#### Travail demandé
Poursuivez le récit sur les Ossalois face aux invasions normandes, en reprenant juste après sa dernière phrase.

#### Document
● ● ● ●

À en croire la légende — telle que nous la rapporte un vieux manuscrit latin du xie siècle, appartenant aux archives de la maison de Béon, mentionnée par Chérin et d’Hozier dans leur cabinet héraldique, et telle que la confirment d’antiques traditions de famille — il est peu de nos plus superbes monuments qui doivent leur origine à des événements plus glorieux, plus mémorables. Sa fondation est un des plus brillants épisodes de la vieille histoire d’Ossau et l’événement qui l’a amenée unique en son genre, dans l’histoire de l’invasion des Normands. « Personne, dit un savant historien de ces temps, n’osait alors s’opposer aux bandes de ces farouches envahisseurs qui n’étaient pourtant grosses que de quatre à cinq cents hommes ; nul roi, nul chef, nul défenseur ne se levait pour les combattre ; la race des guerriers et des hommes libres semblait avoir disparu ; les villes étaient épuisées et désarmées ; plus de murailles, de milices, de curies, de trésor municipal ; le peuple des campagnes, réduit à la condition des bêtes domestiques, n’avait ni le pouvoir ni la volonté de se défendre ; les paysans émigraient dans les forêts, se cachaient dans les églises, ou renonçant au baptême s’en allaient lâchement grossir les bandes des pirates. « Quant aux grands, dit un vieil auteur, ils ne songeaient au milieu de tant de calamités qu’à les faire tourner au profit de leurs richesses et de leur tyrannie ; ils ruinaient par leur lâcheté le royaume très-chrétien de France et en étaient réduits à racheter par de honteux tributs ce qu’ils auraient dû glorieusement défendre par les armes. » Charles le Gros paya sept cents livres d’argent le départ des Normands qui assiégèrent Paris en 885 ; une autre fois il donna encore cinq cents livres à l’une de ces bandes dévastatrices, pour qu’elle quittât les rives de la Somme et s’en allât combattre d’autres brigands qui, de leur côté, ravageaient les pauvres rives de la Seine ; mais les deux troupes, en vertu du vieil adage : « Les loups ne se mangent pas entre eux, » se partagèrent l’argent, et loin de s’exterminer en commun, se concentrèrent entre les deux fleuves où elles fondèrent quelques établissements. Si bientôt donc la France entière se réveilla de son humiliante torpeur, ce fut sans doute au bruit que firent les Ossalois fondant avec toute la terrible impétuosité des avalanches de leurs montagnes sur les Normands épouvantés d’une aussi surprenante vigueur.

● ● ● ●

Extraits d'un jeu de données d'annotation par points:

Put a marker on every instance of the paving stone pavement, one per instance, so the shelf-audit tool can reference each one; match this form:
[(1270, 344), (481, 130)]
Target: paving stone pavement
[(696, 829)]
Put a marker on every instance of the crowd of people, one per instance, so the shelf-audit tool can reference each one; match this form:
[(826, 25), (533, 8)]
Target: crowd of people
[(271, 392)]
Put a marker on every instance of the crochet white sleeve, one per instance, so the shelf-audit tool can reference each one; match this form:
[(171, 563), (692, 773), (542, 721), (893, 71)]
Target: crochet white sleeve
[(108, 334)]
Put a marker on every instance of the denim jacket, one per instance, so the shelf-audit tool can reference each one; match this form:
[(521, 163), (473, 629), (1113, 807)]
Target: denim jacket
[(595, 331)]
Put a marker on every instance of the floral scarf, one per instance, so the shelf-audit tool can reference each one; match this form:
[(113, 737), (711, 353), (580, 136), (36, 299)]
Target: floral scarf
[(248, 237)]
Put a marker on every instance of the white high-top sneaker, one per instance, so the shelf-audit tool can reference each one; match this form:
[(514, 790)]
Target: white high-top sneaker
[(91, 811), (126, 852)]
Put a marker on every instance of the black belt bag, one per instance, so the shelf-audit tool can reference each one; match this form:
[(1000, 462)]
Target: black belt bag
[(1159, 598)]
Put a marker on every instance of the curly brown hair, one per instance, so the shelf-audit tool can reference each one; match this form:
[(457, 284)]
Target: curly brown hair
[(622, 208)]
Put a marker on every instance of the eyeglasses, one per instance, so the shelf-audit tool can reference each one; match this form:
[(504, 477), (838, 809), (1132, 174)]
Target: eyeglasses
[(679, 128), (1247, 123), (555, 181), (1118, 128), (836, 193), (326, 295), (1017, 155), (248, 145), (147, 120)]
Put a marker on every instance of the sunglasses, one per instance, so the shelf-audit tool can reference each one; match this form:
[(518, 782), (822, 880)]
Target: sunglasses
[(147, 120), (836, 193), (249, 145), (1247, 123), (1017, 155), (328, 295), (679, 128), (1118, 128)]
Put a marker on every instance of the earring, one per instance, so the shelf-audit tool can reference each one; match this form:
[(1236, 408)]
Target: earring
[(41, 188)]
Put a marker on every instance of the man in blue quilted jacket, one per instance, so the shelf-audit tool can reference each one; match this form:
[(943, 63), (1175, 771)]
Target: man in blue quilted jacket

● ● ● ●

#### Résultat obtenu
Maintenant laissons parler le vieux chroniqueur.

« Jadis à Bielle, capdeuil de la vallée d’Ossau, comme nous vous l’avons déjà dit, s’élevait un château-fort construit par Childebert, quand le miraculeux pouvoir du saint diacre martyr Vincent l’eut forcé d’abandonner le siége de Saragosse. Inutilement assiégé par l’armée d’Ab-el-Rahman, ce château servit de refuge avec les autres forts de la vallée aux patriotes ossalois qui luttèrent avec les Béarnais, les Bigourdans et les Euskariens-Basques, contre Charles-Martel, Pepin, Charlemagne et Louis le Pieux. Après 840, quand les pirates du Nord, retranchés dans les deux Aquitaines, désolaient les régions Pyrénéennes, la terre d’Ossau fut plus particulièrement le théâtre de leurs brigandages ; parce que ayant détruit Beneharnum, Oppidum-Novum, Monesi, Iluro, Aspa-Luca, Tarba, Aquæ-Tarbelicæ, et tout ce qu’ils avaient trouvé de villes ou de bourgades sur leur passage, ils avaient été repoussés avec perte par les Ossalois.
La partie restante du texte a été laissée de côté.